### Goal of the exercise
Rewrite the passage of the hurricane vortex abstract between "Christopher A. Davis, NCAR, Boulder, CO;" and "vertical wind shear.", inclusive, changing "NCAR" to "National Center for Atmospheric Research".
::: Passage shown
14C.1 Hurricane Vortices in Baroclinic Environments

Thursday, 1 May 2008: 10:15 AM
Palms H (Wyndham Orlando Resort)
Christopher A. Davis, NCAR, Boulder, CO; and S. Jones

Simulations of several Atlantic hurricanes from 2005 to 2007 are diagnosed to understand the behavior of realistic vortices in varying environments during the process of extratropical transition (ET). The simulations were performed in real time using the Advanced Hurricane WRF model (AHW), using a moving, storm centered nest of either 4-km or 1.33-km grid-spacing. The simulations provide realistic evolution of asymmetric precipitation structures, implying control by the synoptic-scale, primarily through the vertical wind shear.

The magnitude of the vortex tilt with height increases with increasing shear, but it is not until the shear approaches 20 m/s that the total vortex circulation decreases. Furthermore, the total vertical mass flux is proportional to the shear for shears less than about 20-25 m/s, and therefore maximizes not in the tropical phase, but rather, during ET. This has potential implications for predicting hurricane-induced perturbations of the mid-latitude jet and its consequences on downstream predictability.

Hurricane vortices are found to resist shearing by either adjusting their vertical structure through precession (Helene 2006), forming an entirely new center (Irene 2005), or rapidly developing into a baroclinic cyclone in the presence of a favourable upper-tropospheric disturbance (Maria 2005, Noel 2007). Vortex resiliency is found to have a substantial diabatic contribution whereby vertical tilt is reduced through reduction of the primary vortex asymmetry induced by the shear. If the shear and tilt are so large that upshear subsidence overwhelms the symmetric vertical circulation of the hurricane, latent heating and precipitation will occur to the left of the tilt vector and slow precession. Such was apparent during Wilma (2005).
::::::
::: Entries supplied
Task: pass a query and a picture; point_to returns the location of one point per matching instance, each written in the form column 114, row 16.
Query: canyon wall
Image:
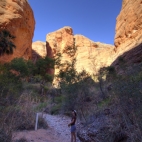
column 17, row 17
column 90, row 55
column 128, row 37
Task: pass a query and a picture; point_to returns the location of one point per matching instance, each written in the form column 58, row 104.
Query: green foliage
column 40, row 106
column 23, row 67
column 6, row 42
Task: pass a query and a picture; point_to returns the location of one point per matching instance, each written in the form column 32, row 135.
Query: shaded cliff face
column 38, row 50
column 17, row 17
column 90, row 55
column 128, row 36
column 129, row 22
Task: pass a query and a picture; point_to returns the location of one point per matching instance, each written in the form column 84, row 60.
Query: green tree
column 6, row 42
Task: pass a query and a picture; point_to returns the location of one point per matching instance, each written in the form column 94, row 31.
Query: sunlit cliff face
column 17, row 17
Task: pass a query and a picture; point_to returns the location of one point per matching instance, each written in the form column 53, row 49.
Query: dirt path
column 58, row 131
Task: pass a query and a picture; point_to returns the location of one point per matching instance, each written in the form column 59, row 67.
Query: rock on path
column 59, row 126
column 58, row 131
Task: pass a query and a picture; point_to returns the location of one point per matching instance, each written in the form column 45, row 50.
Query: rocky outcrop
column 90, row 55
column 38, row 50
column 17, row 17
column 128, row 36
column 129, row 22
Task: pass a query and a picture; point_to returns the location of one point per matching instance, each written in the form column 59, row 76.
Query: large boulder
column 17, row 17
::::::
### Written answer
Christopher A. Davis, National Center for Atmospheric Research, Boulder, CO; and S. Jones

Simulations of several Atlantic hurricanes from 2005 to 2007 are diagnosed to understand the behavior of realistic vortices in varying environments during the process of extratropical transition (ET). The simulations were performed in real time using the Advanced Hurricane WRF model (AHW), using a moving, storm centered nest of either 4-km or 1.33-km grid-spacing. The simulations provide realistic evolution of asymmetric precipitation structures, implying control by the synoptic-scale, primarily through the vertical wind shear.